=== Section Start ===

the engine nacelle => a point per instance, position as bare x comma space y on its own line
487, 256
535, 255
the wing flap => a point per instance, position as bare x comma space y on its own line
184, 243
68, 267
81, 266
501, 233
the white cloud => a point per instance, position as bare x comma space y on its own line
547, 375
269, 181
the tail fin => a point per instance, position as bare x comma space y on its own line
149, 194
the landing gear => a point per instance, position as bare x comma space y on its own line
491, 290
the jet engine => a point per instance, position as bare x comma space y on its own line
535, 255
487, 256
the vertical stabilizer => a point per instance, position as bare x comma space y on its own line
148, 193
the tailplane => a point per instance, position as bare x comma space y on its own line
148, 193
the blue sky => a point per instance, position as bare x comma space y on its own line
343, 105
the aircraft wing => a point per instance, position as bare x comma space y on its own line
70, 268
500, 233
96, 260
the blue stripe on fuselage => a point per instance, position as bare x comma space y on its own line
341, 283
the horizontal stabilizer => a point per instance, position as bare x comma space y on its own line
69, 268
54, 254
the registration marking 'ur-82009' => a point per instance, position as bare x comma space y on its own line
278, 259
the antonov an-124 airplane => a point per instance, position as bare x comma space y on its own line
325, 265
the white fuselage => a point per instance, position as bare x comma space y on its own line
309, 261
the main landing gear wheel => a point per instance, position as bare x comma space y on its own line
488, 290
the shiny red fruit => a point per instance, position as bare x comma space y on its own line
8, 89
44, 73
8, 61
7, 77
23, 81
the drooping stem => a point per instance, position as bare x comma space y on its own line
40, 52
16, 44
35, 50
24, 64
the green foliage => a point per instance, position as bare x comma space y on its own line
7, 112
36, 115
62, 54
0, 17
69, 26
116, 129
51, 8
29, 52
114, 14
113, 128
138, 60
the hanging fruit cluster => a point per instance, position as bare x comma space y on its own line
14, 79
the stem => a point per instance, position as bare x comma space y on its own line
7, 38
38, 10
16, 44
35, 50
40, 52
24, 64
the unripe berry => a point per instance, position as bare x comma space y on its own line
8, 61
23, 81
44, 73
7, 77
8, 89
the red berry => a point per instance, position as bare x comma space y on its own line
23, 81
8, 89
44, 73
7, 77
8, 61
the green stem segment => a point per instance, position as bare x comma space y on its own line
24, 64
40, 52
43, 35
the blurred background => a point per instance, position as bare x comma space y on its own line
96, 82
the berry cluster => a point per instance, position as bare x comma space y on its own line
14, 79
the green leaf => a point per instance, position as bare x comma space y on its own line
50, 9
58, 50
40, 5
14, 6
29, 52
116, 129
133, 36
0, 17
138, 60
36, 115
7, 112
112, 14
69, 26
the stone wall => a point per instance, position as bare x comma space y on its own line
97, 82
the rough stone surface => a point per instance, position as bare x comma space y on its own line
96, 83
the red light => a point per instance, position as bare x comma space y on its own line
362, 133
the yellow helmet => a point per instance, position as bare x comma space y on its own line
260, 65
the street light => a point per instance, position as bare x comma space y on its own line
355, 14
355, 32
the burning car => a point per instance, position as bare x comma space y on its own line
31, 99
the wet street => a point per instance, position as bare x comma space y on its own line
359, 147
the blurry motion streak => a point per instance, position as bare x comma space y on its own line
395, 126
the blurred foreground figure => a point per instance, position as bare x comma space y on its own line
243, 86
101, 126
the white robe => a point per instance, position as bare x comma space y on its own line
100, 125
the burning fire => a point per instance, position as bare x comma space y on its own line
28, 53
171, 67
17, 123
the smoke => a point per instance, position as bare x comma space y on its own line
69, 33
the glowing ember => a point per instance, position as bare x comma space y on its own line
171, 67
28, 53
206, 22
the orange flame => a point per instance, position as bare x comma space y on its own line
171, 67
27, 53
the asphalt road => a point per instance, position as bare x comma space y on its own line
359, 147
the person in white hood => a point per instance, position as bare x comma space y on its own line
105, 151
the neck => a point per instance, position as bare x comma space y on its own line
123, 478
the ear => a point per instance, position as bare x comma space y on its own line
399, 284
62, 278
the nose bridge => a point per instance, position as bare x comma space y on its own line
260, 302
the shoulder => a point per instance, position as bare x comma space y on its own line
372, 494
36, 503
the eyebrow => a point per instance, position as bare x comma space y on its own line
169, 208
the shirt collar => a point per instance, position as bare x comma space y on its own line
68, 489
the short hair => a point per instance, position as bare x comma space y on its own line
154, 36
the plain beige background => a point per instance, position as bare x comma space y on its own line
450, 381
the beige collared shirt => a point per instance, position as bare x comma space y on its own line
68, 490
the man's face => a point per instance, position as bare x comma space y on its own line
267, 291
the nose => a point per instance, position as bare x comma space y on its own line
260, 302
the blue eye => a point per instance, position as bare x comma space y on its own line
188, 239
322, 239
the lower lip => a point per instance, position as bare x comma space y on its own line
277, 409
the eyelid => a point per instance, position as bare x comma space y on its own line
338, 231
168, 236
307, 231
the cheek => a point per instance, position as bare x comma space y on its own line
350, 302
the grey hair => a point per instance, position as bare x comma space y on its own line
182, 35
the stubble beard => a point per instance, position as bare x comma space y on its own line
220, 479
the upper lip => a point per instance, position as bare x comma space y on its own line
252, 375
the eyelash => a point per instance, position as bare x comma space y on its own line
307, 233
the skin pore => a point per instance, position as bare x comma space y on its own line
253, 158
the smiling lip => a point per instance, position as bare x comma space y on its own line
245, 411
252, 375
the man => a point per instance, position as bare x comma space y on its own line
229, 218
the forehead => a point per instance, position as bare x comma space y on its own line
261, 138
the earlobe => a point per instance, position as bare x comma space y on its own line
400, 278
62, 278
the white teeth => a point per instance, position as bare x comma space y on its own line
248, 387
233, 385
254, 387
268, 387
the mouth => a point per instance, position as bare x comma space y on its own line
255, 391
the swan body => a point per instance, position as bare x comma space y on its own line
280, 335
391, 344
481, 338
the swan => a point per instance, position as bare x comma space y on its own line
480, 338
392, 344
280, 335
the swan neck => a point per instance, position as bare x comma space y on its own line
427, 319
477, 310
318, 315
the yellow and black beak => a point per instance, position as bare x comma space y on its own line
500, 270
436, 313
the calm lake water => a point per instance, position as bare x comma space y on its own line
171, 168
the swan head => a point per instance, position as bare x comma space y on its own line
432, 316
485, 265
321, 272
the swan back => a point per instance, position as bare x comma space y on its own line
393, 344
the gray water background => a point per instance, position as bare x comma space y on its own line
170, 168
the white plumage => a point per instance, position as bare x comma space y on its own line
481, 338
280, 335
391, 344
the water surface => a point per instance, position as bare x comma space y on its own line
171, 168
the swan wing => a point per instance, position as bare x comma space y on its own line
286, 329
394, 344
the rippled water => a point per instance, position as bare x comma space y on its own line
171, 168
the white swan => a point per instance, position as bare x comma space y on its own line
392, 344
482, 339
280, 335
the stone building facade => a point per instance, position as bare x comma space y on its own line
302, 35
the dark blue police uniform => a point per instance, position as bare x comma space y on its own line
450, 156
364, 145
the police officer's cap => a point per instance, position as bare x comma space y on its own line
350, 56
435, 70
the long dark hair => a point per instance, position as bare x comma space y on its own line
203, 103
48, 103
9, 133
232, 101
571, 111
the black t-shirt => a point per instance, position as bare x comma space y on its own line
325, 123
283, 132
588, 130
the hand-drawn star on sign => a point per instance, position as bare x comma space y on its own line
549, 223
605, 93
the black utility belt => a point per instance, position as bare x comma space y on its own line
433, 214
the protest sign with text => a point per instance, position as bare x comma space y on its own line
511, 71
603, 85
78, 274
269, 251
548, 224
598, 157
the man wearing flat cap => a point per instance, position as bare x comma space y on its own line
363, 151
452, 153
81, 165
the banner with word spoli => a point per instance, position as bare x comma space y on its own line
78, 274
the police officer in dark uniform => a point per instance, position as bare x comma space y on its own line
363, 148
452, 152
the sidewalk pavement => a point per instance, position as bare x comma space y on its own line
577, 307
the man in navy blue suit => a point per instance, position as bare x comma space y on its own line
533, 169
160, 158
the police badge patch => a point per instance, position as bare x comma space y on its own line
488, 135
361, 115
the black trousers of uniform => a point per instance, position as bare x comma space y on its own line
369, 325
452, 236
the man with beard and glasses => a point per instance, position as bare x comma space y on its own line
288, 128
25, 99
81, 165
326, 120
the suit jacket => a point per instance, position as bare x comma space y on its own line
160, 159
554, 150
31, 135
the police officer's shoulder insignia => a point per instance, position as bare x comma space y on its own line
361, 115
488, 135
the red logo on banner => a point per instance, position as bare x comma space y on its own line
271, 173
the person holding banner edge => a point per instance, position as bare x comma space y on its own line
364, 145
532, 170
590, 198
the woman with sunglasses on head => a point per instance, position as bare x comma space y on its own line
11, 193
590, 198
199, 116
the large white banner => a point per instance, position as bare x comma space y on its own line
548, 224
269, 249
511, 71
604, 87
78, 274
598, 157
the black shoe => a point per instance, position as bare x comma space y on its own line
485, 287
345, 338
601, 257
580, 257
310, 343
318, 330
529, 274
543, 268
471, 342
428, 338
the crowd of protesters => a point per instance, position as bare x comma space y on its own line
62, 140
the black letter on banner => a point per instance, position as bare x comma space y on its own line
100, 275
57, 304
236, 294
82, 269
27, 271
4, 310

=== Section End ===

◆ **About this exercise**: Your answer must be an exact transcription of the lines from the one containing "the crowd of" through the last line of the records above, and nothing else.

◆ **Solution to the problem**:
the crowd of protesters => a point per instance, position as bare x comma space y on its own line
62, 140
the black letter on banner => a point per instance, position as bare x comma space y on its own line
100, 275
57, 304
236, 294
82, 269
27, 271
4, 310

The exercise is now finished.